> EXCERPT TO READ:

--------

We are gratified by the positive feedback from all reviewers, particularly regarding the novelty and interest of the idea (Reviewer SgyK, wnpj, pQBS, and jSHm), the strong and comprehensive empirical results (Reviewer SgyK, pQBS, and jSHm), and the clarity of our writing (Reviewer SgyK).
Foremost among the concerns is the robustness of our compressed vision tokens. We provide a detailed and thorough analysis to validate their effectiveness and reliability across the following aspects:
- Effect of extended visual tokens on perplexity (PPL): We track the PPL conditioned solely on the visual tokens, which consistently decreases as grows, highlighting the positive impact of extended visual context.
- Performance with only the fast visual path: With only the fast visual path, our method attains performance on par with TinyLLaMA at substantially lower computational cost, underscoring the efficiency and fidelity of our compressed visual tokens.
- Token swapping between visual encoder and LLM: Swapping key tokens to the lightweight visual encoder maintains performance comparable to that of LLM processing, confirming that visual tokens can reliably encode important context.
- Generalizability across vision encoders: When integrating our method with alternative vision encoders (SigLIP), we observe consistent effectiveness.
- Scalability to larger LLMs: Applying our method to larger LLMs (LLaMA2-7B and LLaMA2-13B) results in clear gains compared to both CEPE (text-encoder-based compression baseline) and the vanilla LLaMA2 model.

--------

> WHAT YOU WILL DO:
A) Transcribe the response to reviewers from "- Token swapping" to "encode important context.".
B) Pick up the response to reviewers after its final sentence and carry it forward.
The rows are material separate from the response to reviewers.

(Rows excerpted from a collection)
--------

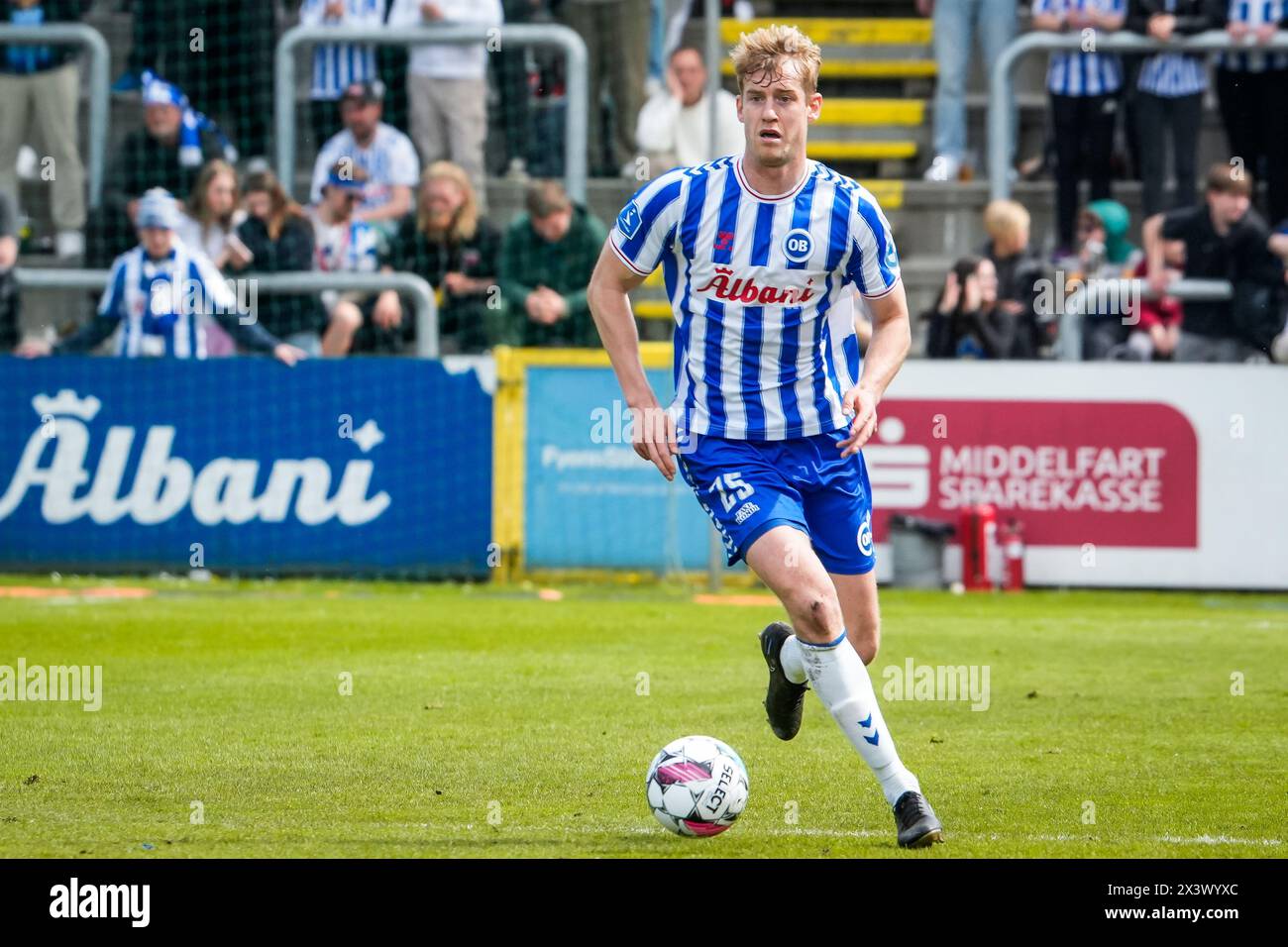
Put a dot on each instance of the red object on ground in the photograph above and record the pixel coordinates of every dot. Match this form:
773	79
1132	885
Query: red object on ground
1013	551
978	534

--------

> ANSWERS BY ITEM NUMBER:
A)
- Token swapping between visual encoder and LLM: Swapping key tokens to the lightweight visual encoder maintains performance comparable to that of LLM processing, confirming that visual tokens can reliably encode important context.

B)
Other questions, such as the Perceiver Sampler structure, clarification on end-to-end training, the impact of masking ratios in FM, Needle-in-a-Haystack evaluation, analysis for comparing our method with CEPE/TinyLlama, comparison of visual and text token counts under different settings, efficient handling of streaming inputs, LLM selection rationale, token splitting methods, and FLOPs/throughput calculations, have also been addressed accordingly.
For more details, please refer to our responses to each reviewer. We have strived to address each of your concerns.
Sincerely yours,
Authors
This paper proposes vision-centric token compression for long-context LLMs by rendering distant tokens as images processed by a lightweight encoder while keeping proximal text as standard tokens, guided by probability-informed masking. Reviewers praised the novelty, solid gains on sufficient benchmarks, and thorough ablations, but initially questioned scalability beyond TinyLLaMA and clarity of training and splitting strategies. Authors responded with LLaMA2-7B/13B results, needle-in-haystack tests, and clarifications, satisfying all reviewers. Minor remaining issues (streaming dialog, encoder choice) are acknowledged. Based on the above reason, this paper is recommended for acceptance.